Pointing records for named objects:
• • • •
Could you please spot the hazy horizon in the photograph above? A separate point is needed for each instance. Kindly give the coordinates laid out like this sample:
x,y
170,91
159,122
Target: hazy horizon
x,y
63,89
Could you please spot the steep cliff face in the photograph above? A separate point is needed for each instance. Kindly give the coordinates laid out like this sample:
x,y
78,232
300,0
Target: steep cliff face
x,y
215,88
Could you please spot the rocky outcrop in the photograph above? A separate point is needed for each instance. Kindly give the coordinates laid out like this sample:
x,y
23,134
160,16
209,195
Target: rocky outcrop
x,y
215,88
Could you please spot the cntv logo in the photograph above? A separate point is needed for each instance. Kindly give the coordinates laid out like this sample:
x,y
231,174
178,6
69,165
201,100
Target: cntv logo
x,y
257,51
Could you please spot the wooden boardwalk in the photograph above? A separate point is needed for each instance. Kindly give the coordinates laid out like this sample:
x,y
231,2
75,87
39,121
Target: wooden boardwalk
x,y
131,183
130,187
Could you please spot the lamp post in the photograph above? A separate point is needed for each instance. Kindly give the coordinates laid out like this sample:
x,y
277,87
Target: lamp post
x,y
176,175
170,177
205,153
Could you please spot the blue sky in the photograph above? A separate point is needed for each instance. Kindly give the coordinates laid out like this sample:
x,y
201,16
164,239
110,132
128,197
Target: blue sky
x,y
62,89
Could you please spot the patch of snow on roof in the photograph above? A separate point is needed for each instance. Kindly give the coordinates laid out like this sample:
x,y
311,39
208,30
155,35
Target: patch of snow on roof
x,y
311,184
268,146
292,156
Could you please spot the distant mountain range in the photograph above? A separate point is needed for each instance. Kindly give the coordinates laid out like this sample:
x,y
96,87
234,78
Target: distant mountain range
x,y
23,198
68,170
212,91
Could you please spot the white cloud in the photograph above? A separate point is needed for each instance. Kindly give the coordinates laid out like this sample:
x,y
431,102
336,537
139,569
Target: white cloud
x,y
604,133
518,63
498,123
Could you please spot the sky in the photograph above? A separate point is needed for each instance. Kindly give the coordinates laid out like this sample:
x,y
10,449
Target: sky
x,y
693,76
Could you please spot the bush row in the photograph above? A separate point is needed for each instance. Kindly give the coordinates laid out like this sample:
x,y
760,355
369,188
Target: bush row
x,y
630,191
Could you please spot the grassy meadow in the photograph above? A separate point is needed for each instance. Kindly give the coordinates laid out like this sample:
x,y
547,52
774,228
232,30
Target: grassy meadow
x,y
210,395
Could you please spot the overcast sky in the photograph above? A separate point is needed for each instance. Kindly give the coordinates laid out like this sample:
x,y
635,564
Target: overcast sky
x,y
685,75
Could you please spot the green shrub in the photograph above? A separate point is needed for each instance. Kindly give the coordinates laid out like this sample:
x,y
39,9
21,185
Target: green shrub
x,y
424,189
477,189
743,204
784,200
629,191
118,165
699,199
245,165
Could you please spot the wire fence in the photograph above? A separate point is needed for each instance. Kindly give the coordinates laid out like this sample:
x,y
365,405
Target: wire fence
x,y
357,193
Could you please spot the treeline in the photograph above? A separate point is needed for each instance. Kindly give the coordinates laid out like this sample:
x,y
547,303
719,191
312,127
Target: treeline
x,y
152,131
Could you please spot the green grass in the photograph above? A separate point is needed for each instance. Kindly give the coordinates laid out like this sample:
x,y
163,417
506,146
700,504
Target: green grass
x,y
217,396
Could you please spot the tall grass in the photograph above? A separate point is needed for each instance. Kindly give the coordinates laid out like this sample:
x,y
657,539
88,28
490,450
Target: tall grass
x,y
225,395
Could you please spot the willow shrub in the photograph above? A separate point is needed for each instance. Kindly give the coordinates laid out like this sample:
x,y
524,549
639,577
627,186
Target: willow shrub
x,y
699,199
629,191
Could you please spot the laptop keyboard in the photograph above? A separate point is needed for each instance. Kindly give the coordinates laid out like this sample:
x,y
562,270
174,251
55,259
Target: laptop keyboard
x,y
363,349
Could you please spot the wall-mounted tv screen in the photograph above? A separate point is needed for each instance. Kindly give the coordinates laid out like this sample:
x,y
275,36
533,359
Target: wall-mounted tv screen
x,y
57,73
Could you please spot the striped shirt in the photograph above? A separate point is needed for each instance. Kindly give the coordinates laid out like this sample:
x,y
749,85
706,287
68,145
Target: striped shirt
• • • •
> **Exercise**
Could you set down every one of the items above again, word for word and line for line?

> **The solution**
Could you please spot the hazy horizon in the photograph above? A separate point is needed for each instance. Kindly give the coordinates laid out like this sample:
x,y
170,91
159,122
Target: hazy horizon
x,y
63,89
Could you please spot the steep cliff face in the photograph above? A separate point is needed for each instance. Kindly give the coordinates laid out like this sample:
x,y
78,232
300,0
Target: steep cliff face
x,y
215,88
Could you please spot the rocky outcrop in the photograph above? A separate point is needed for each instance. Kindly give the coordinates laid out like this sample:
x,y
23,134
160,16
209,195
Target: rocky outcrop
x,y
215,88
Could you please spot the cntv logo in the photograph above? A separate point is needed for each instance. Kindly give the coordinates laid out like this sample:
x,y
231,174
178,6
69,165
201,100
Target: cntv logo
x,y
257,51
Could you please spot the wooden boardwalk in the photograph above? A separate point is needed for each instance. Kindly give the coordinates laid out like this sample:
x,y
231,2
75,87
39,121
Target: wooden boardwalk
x,y
131,183
130,187
Could you please spot the lamp post in the photograph above? A separate point is needed for each instance. Kindly give the coordinates laid out like this sample:
x,y
277,87
Target: lamp post
x,y
176,175
170,177
205,153
Could you please spot the blue sky in the photograph above? A separate point is needed for each instance. Kindly give the coordinates laid out like this sample:
x,y
201,16
164,239
110,132
128,197
Target: blue sky
x,y
62,89
Could you please spot the patch of snow on roof in the photograph above? A separate point is needed for each instance. Kindly give the coordinates laid out like this sample:
x,y
311,39
208,30
155,35
Target: patch of snow on roof
x,y
311,184
268,146
292,156
Could you please spot the distant mountain range in the photograph above? A separate point is needed for each instance. Kindly give the coordinates laid out like this sample:
x,y
96,87
234,78
Target: distant mountain range
x,y
23,198
68,170
212,91
Could you please spot the white cloud in the photograph above? A separate point is needed for each instance. Kindly give the coordinates laid out like this sample:
x,y
431,102
336,537
139,569
Target: white cloud
x,y
604,133
518,63
498,123
Could you please spot the sky in the photograph above? A separate point is needed for each instance. Kindly give the coordinates laid out like this sample:
x,y
10,449
Target: sky
x,y
693,76
Could you please spot the bush row in the photograph above? A separate point is needed for each instance. Kindly give the coordinates laid out like this sample:
x,y
760,355
369,188
Target: bush row
x,y
630,191
Could you please spot the grassy meadow in the photograph above? A separate point is needed for each instance. Kindly give the coordinates laid out like this sample:
x,y
547,52
774,228
232,30
Target: grassy meadow
x,y
210,395
Could you please spot the overcast sky in the photograph above? A separate point is needed for each instance. Kindly give the coordinates laid out like this sample:
x,y
635,564
Target: overcast sky
x,y
685,75
Could you please spot the green shrub in the photograph above? A separate point is needed for each instance. Kindly give the coordinates laid out like this sample:
x,y
39,9
21,185
Target: green shrub
x,y
424,189
477,189
743,204
784,200
629,191
118,165
699,199
245,165
Could you please spot the wire fence in the photograph above? A separate point is needed for each instance. Kindly give the coordinates laid out like this sample:
x,y
365,405
Target: wire fence
x,y
357,193
Could you please spot the treeline in the photograph above? A separate point is needed for each instance. Kindly give the coordinates laid out like this sample:
x,y
547,303
719,191
312,127
Target: treeline
x,y
152,131
Could you please spot the green grass in the photograph above? A separate point is needed for each instance. Kindly give the coordinates laid out like this sample:
x,y
163,417
506,146
700,504
Target: green grass
x,y
217,396
Could you please spot the tall grass in the photograph above? A separate point is needed for each instance. Kindly give the coordinates laid out like this sample:
x,y
657,539
88,28
490,450
Target: tall grass
x,y
225,395
Could you please spot the willow shrub in the photograph above? A separate point is needed for each instance. Kindly give the coordinates laid out like this sample:
x,y
524,549
639,577
627,186
Target: willow shrub
x,y
699,199
629,191
Could you please spot the laptop keyboard in the photograph above? A separate point is needed for each instance. Kindly give the coordinates laid out like this sample:
x,y
562,270
174,251
55,259
Target: laptop keyboard
x,y
363,349
Could you please spot the wall-mounted tv screen in the photograph above? A separate point is needed for each instance. Kindly give the coordinates laid out like this sample:
x,y
275,36
533,359
Target: wall-mounted tv screen
x,y
57,73
Could you please spot the striped shirt in the photograph above? A separate point is needed for each instance. Kindly give the coordinates laid out like this sample:
x,y
749,85
706,287
68,145
Target: striped shirt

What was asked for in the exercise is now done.